### Exercise requirements:
1. From the passage on derivative financial instruments, extract everything from "Derivative Financial Instruments." down to "control their use." without any changes.
2. In one to three sentences, explain why the passage on derivative financial instruments says all derivative instruments are recorded on the Consolidated Balance Sheet at fair value.

Derivative Financial Instruments. Historically, our use of derivative instruments has primarily been to hedge interest
rates and foreign currency denominated assets and liabilities. These derivative contracts are entered into with financial
institutions. We do not use derivative instruments for trading purposes and we have procedures in place to monitor and
control their use.
We account for these derivative financial instruments in accordance with SFAS No. 133, “Accounting for Derivative
Instruments and Hedging Activities” (“SFAS 133”) as amended by SFAS No. 149, “Amendment of Statement 133 on
Derivative Instruments and Hedging Activities” (“SFAS 149”). SFAS 133 requires that all derivative instruments be
recorded on the Consolidated Balance Sheet at fair value. For derivative instruments that are designated and qualify as a
fair value hedge, the gain or loss on the derivative instrument as well as the offsetting gain or loss on the hedged item
attributable to the hedged risk are recognized in the results of operations. For derivative instruments that are designated
and qualify as a cash flow hedge, the effective portion of the gain or loss on the derivative instrument is reported as a
component of other comprehensive income (loss) and reclassified into earnings in the same period or periods during
which the hedged transaction affects earnings. For derivative instruments that are designated and qualify as a net
investment hedge, the effective portion of the gain or loss on the derivative instrument is reported in the foreign currency
translation component of other comprehensive income (loss). Any ineffective portion of the gain or loss on the derivative
instrument for a cash flow hedge or net investment hedge is recorded in the results of operations immediately. For
derivative instruments not designated as hedging instruments, the gain or loss is recognized in the results of operations
immediately. See Note 14 for a discussion of our use of derivative instruments, management of credit risk inherent in
derivative instruments and fair value information.

### Listed entries:

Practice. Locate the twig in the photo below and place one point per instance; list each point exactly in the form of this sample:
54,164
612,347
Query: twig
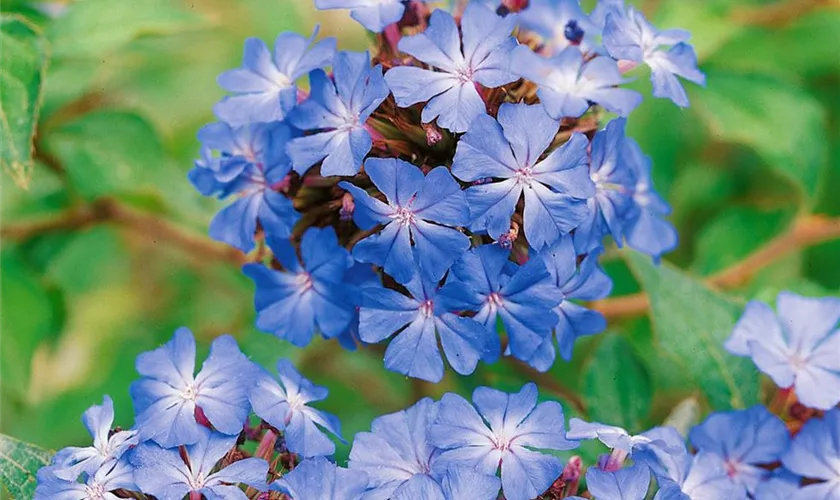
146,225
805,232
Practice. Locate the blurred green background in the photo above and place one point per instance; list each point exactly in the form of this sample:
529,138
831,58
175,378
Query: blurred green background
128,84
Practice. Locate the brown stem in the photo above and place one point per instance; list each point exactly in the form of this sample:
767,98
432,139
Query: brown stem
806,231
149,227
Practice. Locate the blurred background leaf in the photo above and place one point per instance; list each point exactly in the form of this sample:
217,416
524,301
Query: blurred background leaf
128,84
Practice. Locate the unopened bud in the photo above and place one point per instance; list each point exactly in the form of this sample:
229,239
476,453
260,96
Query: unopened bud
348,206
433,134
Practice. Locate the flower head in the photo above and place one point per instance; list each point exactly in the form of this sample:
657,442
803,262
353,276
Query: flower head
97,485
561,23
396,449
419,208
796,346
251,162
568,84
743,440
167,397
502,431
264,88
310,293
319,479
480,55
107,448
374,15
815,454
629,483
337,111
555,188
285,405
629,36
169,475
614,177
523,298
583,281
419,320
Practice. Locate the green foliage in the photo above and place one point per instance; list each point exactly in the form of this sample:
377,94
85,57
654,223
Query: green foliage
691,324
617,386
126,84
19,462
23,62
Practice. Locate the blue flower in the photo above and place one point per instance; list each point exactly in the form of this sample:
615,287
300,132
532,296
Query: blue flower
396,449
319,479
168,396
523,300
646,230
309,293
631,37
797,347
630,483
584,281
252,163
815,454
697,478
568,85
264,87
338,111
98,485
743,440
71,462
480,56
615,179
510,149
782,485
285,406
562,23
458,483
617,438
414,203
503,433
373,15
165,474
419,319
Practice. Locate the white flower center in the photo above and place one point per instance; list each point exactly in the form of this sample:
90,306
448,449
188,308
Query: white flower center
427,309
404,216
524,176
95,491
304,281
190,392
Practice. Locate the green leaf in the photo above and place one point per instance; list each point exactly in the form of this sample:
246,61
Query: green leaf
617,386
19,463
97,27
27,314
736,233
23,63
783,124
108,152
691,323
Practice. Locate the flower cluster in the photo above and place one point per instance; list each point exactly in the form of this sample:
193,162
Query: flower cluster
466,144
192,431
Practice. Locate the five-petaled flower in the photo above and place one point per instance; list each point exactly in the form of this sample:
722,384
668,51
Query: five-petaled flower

### List of answers:
1.
Derivative Financial Instruments. Historically, our use of derivative instruments has primarily been to hedge interest
rates and foreign currency denominated assets and liabilities. These derivative contracts are entered into with financial
institutions. We do not use derivative instruments for trading purposes and we have procedures in place to monitor and
control their use.

2. The company accounts for its derivative financial instruments under SFAS No. 133, "Accounting for Derivative Instruments and Hedging Activities," as amended by SFAS No. 149. SFAS 133 requires that all derivative instruments be recorded on the Consolidated Balance Sheet at fair value.